- Task instructions:
Could you output only the lines from the one containing "Keypoint placement for each instance of the fingernail: set" through the last line of the data, both included?

Data excerpts:
____________
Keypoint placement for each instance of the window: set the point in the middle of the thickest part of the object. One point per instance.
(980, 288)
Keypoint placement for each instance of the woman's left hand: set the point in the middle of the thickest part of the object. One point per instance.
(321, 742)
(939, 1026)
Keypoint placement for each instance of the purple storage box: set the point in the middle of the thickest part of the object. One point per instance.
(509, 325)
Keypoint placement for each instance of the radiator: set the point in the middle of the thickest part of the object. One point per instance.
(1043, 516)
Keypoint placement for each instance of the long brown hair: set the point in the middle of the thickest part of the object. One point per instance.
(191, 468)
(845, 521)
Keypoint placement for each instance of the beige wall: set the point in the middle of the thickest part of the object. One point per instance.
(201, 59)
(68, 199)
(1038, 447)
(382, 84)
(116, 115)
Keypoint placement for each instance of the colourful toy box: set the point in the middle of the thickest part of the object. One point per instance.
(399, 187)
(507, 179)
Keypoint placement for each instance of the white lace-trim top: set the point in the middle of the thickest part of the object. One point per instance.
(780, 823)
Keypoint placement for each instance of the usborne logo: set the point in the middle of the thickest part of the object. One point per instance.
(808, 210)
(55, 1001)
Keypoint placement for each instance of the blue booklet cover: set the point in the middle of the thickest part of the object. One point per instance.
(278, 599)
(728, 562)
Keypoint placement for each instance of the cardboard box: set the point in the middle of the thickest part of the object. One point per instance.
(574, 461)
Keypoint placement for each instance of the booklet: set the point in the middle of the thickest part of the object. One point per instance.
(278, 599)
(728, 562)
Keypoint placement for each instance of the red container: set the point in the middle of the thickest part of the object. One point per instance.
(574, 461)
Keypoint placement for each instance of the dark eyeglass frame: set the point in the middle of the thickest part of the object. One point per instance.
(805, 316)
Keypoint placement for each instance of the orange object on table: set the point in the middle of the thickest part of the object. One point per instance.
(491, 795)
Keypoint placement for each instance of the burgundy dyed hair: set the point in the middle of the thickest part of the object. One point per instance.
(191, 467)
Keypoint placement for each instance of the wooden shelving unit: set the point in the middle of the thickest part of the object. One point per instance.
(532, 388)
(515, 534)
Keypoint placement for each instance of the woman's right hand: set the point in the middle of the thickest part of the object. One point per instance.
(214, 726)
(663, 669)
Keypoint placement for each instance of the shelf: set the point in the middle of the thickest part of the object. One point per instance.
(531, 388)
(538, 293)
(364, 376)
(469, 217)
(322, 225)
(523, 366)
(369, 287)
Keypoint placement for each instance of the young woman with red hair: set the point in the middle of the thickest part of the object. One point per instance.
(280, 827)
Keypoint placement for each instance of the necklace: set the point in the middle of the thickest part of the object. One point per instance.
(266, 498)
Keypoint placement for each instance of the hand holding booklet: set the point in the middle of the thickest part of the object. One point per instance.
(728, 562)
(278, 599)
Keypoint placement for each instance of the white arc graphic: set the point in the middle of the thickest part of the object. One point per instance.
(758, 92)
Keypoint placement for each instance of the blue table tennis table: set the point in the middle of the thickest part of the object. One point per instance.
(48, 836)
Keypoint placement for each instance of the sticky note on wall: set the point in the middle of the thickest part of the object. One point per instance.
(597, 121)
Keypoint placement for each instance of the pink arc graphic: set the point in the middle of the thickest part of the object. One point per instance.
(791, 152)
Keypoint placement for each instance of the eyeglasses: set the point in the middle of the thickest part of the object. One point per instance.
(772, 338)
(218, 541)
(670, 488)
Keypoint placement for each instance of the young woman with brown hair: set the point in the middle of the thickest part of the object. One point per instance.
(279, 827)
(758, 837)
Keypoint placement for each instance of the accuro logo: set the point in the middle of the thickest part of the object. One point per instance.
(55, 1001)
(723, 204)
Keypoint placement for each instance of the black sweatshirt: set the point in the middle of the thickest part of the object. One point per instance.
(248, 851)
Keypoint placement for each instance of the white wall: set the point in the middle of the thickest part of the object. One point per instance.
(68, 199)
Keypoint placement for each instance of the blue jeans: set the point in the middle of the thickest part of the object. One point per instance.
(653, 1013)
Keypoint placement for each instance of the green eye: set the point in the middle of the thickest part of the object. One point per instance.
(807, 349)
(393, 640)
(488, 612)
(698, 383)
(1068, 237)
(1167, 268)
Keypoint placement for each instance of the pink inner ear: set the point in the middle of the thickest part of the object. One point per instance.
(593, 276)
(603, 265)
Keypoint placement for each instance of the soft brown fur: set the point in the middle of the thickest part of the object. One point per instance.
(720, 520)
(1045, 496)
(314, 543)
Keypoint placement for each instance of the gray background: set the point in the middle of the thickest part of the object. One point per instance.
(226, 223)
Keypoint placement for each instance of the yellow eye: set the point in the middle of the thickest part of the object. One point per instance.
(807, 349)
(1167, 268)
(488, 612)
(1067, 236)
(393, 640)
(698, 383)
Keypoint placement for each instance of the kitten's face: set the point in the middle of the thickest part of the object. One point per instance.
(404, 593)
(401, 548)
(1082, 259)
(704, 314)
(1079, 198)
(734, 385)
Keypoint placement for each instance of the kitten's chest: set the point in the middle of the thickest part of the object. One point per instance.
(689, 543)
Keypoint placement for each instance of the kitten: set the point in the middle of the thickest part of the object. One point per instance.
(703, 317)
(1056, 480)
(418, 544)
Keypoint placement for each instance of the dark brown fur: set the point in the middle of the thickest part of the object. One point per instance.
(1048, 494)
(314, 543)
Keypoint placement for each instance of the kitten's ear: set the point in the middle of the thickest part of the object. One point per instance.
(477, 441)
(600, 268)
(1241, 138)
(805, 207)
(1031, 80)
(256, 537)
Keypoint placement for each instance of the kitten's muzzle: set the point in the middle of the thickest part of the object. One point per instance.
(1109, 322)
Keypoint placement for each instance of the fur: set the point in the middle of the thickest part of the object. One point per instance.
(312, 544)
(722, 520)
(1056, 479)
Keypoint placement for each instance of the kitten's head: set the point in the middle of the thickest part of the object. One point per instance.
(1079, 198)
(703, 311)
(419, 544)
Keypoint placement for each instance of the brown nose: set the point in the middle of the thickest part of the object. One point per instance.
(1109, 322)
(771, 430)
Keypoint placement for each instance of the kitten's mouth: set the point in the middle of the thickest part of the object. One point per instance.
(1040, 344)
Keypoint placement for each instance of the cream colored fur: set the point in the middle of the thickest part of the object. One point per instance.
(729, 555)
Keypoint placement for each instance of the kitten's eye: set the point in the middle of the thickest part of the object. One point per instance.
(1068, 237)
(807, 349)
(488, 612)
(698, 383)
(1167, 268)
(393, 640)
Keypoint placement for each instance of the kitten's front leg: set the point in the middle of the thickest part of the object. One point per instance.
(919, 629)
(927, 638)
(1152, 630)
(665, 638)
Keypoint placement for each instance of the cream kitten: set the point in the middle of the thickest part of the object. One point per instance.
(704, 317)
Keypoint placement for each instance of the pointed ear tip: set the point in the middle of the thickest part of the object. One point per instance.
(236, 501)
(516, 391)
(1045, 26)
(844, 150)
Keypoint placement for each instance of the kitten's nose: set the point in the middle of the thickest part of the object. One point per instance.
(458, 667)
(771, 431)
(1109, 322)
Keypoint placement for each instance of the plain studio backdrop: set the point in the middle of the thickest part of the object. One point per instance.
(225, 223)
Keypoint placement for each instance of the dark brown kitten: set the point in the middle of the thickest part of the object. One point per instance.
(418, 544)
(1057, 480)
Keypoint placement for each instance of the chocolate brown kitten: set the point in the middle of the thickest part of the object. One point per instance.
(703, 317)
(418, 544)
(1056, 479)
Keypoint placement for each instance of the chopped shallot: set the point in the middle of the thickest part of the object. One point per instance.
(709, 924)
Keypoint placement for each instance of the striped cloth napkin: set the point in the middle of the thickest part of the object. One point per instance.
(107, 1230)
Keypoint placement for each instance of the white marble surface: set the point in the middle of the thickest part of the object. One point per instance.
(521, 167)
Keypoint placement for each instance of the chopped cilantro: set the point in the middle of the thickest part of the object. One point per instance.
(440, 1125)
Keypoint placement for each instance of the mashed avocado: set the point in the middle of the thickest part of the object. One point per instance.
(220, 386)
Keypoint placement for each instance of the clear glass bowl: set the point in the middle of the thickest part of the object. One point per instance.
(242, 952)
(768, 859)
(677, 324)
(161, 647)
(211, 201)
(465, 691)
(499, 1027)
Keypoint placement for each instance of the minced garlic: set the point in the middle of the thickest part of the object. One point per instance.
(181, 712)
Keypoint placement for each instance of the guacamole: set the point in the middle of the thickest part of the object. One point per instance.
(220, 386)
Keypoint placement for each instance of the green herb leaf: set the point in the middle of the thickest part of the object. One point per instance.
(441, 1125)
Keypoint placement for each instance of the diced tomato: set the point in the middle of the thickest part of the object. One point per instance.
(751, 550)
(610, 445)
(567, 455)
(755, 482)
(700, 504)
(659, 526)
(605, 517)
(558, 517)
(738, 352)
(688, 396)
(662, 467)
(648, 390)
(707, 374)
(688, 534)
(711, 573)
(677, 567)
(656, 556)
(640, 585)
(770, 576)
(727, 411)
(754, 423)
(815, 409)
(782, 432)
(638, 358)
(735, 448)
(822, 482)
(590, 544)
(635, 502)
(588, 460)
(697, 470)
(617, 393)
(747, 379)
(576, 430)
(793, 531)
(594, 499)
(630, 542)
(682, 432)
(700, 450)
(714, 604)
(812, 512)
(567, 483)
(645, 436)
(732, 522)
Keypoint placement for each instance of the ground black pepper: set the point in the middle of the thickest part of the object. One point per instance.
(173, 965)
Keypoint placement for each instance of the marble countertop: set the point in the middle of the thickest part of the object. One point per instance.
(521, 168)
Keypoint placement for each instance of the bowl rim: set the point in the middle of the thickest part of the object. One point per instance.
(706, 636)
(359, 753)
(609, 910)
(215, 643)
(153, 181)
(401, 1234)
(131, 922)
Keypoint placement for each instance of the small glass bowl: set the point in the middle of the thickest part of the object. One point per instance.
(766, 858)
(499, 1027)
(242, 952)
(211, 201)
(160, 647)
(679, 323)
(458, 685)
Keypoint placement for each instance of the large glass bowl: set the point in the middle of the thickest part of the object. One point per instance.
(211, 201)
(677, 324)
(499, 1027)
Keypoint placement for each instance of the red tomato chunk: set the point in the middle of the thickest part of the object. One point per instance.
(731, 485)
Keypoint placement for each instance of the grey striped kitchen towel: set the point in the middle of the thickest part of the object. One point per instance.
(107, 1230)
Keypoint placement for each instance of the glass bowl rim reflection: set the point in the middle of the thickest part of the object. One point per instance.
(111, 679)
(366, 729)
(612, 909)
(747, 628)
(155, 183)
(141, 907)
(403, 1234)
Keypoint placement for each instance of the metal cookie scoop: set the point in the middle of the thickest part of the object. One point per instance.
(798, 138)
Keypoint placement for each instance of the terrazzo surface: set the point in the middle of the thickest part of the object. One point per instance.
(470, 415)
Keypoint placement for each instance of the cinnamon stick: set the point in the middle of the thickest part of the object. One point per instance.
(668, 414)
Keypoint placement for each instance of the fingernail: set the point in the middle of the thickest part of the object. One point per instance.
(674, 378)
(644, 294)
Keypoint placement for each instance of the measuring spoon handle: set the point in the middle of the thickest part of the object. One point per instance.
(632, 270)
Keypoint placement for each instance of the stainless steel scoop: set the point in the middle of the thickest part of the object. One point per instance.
____________
- Written reply:
Keypoint placement for each instance of the fingernail: set the point in the middle of the thickest part of the object. One point per instance.
(674, 378)
(644, 294)
Keypoint placement for each instance of the measuring spoon handle: set the point in the middle of the thickest part of the object. One point per instance.
(632, 270)
Keypoint placement for each instance of the stainless steel scoop: set the point in the middle of the thickest part of the object. One point per instance.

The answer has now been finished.